## Begin Text passage
# dirty tank problem



## ultramagnus (Jan 30, 2006)

i got a used tank from a friend,
I cleaned the tank very well, but the glass has some sort of white splotches on it, i can't clean them off? 
Any idea what it could be, if i wipe with windex or water, the splotches come off only to return when it dries.
any way i can remove it?


----------



## Reefneck (Oct 15, 2005)

Single edged Razor blade?


----------



## msdolittle (Mar 4, 2006)

Hm, that never occurred to me.....


----------



## vinimack720 (Apr 20, 2006)

i have the same problem with my tank, they were circular white spots on the back of the tank, i tried windex and they also just came back. I also tried using a razor to scrape it off but that didnt do anything either, i just got fed up and set the tank up any way, they are not noticeable now that their is water in it and it hasnt hurt my fish, i would sugest that u leave them alone unless they really bother you. If you find anything that gets them off let me know.
## End Text passage
## Begin Raw records
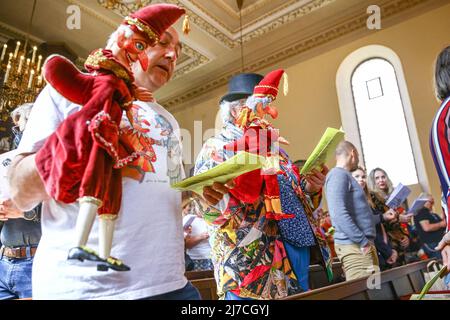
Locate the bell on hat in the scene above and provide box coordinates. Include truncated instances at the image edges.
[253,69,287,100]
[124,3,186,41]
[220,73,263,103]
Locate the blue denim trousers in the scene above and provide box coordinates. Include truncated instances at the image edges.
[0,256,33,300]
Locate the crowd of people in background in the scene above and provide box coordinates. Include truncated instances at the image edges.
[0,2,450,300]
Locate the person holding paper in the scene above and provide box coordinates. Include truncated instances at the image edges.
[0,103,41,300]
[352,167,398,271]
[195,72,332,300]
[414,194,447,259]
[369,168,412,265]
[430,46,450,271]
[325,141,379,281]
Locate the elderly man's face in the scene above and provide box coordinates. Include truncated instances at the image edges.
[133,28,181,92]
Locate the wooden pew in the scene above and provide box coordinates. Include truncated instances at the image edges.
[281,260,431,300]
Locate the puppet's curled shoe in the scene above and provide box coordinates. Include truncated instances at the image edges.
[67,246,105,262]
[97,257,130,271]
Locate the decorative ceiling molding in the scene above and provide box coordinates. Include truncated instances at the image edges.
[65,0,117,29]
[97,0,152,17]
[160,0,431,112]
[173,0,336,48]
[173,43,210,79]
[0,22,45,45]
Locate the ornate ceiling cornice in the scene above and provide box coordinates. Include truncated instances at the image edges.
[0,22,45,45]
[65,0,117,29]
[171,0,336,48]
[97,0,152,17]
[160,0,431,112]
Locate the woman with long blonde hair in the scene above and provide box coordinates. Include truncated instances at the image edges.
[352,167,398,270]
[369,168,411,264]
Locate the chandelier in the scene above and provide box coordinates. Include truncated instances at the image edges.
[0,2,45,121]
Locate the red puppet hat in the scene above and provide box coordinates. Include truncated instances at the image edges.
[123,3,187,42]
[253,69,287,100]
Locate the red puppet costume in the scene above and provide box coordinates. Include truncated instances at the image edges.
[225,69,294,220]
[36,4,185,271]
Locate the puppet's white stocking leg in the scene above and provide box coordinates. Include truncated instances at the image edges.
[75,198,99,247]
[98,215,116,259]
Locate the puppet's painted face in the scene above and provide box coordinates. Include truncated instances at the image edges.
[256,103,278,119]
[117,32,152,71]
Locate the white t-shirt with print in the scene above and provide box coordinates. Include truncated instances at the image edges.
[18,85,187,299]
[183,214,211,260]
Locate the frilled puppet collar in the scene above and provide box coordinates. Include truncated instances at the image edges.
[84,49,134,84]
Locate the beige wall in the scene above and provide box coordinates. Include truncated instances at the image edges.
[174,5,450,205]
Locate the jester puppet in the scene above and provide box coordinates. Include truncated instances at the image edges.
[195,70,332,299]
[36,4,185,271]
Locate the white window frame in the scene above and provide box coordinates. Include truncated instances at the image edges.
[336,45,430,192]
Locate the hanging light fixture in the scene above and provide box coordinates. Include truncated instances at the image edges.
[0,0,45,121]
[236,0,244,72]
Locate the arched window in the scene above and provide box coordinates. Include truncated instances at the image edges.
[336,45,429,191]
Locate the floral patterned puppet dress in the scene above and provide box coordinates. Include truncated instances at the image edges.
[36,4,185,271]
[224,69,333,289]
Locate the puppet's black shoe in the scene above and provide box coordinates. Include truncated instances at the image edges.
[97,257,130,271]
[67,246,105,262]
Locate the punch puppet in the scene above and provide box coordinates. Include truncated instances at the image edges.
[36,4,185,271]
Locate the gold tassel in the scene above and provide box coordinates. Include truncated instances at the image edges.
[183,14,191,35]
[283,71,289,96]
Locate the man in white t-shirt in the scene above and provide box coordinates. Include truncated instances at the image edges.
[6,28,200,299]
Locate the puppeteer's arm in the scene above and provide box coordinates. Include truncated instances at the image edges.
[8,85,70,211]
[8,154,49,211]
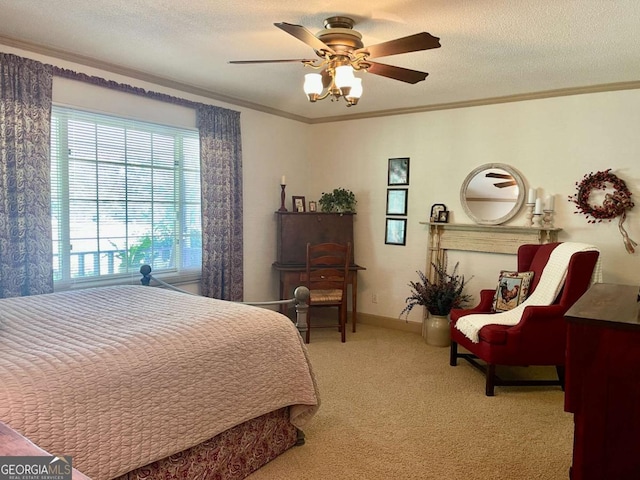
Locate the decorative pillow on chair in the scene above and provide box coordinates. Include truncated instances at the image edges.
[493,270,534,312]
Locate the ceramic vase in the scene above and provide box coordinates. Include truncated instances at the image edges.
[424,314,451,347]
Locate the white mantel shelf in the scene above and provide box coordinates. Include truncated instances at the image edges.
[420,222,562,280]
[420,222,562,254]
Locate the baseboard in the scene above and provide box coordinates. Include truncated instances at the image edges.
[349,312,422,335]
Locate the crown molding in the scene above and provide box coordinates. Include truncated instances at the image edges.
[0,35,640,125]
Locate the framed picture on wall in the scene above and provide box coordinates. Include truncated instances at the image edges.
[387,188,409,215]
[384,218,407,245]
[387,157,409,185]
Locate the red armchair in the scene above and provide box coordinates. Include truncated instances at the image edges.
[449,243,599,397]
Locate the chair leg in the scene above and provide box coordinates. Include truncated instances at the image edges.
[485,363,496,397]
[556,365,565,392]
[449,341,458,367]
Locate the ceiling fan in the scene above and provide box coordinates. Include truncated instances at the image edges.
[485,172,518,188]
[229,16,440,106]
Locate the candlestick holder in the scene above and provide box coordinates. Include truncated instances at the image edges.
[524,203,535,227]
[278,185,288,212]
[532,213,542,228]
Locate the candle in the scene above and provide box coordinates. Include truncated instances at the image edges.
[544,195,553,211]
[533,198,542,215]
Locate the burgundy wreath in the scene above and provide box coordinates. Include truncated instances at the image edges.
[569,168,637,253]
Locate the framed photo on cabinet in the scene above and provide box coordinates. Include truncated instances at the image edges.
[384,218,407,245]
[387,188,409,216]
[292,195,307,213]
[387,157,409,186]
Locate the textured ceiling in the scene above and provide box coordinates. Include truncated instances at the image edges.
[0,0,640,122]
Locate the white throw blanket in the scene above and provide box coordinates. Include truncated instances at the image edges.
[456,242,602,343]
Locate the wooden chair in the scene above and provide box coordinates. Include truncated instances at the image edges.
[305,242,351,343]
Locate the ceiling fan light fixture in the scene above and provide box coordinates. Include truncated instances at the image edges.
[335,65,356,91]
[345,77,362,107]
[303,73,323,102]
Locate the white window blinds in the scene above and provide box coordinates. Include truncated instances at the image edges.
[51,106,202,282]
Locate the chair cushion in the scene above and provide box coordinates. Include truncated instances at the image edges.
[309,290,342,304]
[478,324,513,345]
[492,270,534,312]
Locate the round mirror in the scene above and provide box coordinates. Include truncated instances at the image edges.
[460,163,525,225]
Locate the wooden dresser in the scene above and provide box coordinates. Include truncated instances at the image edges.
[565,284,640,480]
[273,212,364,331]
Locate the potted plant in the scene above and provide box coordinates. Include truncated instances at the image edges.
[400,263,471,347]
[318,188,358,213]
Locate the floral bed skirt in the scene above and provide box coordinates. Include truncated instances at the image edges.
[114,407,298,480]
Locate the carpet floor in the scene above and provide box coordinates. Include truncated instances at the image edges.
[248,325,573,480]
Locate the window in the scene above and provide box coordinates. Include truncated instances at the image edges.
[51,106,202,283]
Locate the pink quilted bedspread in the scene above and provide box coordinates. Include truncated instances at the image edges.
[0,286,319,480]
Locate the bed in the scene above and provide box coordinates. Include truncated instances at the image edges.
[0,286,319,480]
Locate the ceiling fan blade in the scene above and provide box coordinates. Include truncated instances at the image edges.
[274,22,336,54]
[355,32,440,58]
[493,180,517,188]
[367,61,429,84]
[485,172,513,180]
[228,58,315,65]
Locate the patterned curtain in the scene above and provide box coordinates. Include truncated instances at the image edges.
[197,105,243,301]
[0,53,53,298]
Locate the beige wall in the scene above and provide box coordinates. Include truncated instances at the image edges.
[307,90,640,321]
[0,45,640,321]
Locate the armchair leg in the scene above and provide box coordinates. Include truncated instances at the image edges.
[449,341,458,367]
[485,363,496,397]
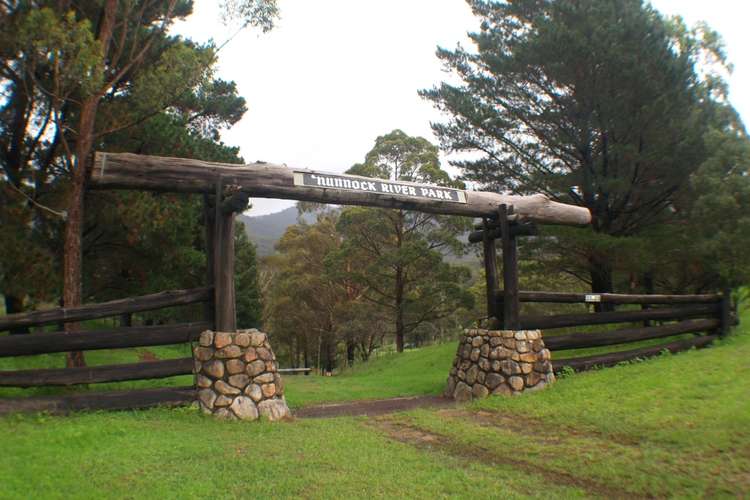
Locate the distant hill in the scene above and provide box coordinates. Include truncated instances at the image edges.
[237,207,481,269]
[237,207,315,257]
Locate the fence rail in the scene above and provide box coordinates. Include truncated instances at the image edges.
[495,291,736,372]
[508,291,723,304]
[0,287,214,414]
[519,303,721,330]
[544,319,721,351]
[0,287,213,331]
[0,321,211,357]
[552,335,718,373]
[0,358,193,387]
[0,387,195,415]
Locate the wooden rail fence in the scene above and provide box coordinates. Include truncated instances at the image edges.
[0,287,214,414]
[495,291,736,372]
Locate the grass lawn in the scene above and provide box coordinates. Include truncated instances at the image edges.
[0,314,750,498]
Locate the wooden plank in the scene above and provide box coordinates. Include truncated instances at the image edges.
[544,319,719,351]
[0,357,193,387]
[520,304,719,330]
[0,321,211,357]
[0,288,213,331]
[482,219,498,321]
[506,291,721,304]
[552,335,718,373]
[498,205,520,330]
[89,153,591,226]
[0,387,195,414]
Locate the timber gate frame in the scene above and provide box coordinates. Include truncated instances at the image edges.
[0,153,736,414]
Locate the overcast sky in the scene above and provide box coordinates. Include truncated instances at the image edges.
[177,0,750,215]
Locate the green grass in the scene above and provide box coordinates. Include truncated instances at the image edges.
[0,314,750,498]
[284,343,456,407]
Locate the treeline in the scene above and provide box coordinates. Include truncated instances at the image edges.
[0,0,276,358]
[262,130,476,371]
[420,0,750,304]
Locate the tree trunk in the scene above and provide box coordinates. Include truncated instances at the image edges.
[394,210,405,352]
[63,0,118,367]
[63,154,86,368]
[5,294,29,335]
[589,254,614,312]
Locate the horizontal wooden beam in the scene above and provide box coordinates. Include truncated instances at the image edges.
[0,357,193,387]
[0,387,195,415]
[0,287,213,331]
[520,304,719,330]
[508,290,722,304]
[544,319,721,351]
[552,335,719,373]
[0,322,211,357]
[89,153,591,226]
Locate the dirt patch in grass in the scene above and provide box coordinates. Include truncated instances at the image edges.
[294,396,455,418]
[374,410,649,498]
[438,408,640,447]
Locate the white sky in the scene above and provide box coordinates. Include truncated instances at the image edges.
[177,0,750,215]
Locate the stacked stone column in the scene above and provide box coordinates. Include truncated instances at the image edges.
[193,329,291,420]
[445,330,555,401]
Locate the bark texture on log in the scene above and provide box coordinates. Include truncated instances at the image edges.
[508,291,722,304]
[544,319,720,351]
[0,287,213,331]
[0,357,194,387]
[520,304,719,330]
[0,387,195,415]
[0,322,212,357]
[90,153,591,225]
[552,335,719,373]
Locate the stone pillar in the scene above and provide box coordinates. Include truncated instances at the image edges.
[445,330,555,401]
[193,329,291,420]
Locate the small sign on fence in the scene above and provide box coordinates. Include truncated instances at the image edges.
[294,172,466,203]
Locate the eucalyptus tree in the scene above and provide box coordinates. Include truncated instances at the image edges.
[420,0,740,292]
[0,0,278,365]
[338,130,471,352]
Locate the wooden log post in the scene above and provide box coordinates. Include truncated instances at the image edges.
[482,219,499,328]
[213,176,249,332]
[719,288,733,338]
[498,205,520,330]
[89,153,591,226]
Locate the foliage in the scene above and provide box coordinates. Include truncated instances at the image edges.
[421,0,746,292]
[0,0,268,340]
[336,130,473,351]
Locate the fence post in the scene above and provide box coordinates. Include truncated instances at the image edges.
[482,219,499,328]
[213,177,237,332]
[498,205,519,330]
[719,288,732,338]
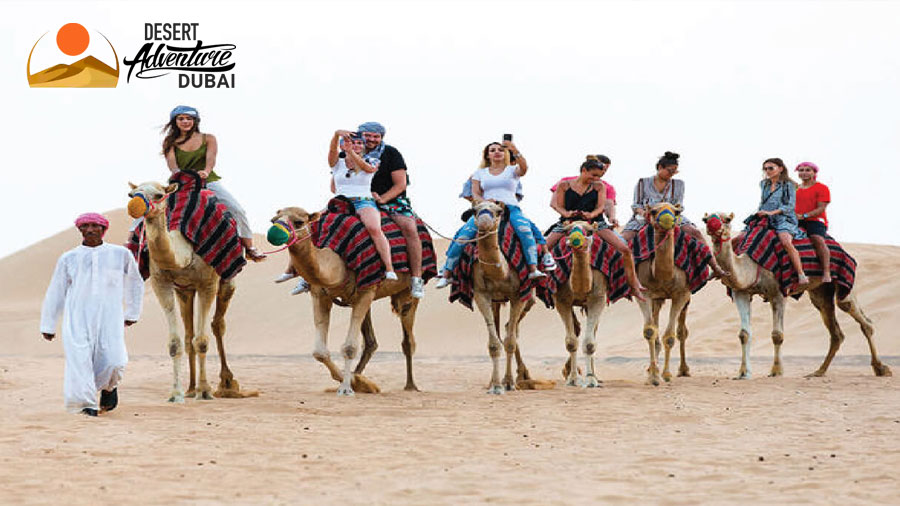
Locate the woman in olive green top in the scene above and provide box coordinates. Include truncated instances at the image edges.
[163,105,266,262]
## End Raw records
--- Tasks for this exercise ---
A: Put the lines of the rows into a JSON list of strings, one string per line and no blank lines, starting with the line containing "Locate the puppet's painted" and ending with the line containing "[174,5,450,205]", both included.
B: Continue the forum thread about white splotches on a used tank from where it stops.
The forum thread and the rows have nothing to do with each other.

--- Outputs by task ---
A:
[
  "Locate the puppet's painted face in the scene above and provide box coordinates. Include truncated instances at the image edges.",
  "[256,103,278,119]",
  "[117,32,152,71]",
  "Locate the white t-shirt with print in the scene above and provide box coordinates. Include truncated instances at the image edges.",
  "[18,85,187,299]",
  "[183,214,211,260]",
  "Locate the frilled puppet collar in the scene above and provide box coordinates. Include truncated instances at the image edges.",
  "[84,49,134,84]",
  "Locate the beige wall in the scene above and provide box coordinates. Include truncated instances at the image edges.",
  "[174,5,450,205]"
]

B:
----------



## Tonymd (Apr 24, 2006)

I just got a used tank also and it has alota white buildup on it. Its calcium buildup and i hear that limeaway works realy good but make sure to rinse it very well after using it. You most def dont want limeaway in with your fish lol


----------



## Guest (May 8, 2006)

If a razor blade doesn't work, then try the limeaway stuff. I think vinegar will work also. Just make sure you rinse the tank alot after using any of the cleaners.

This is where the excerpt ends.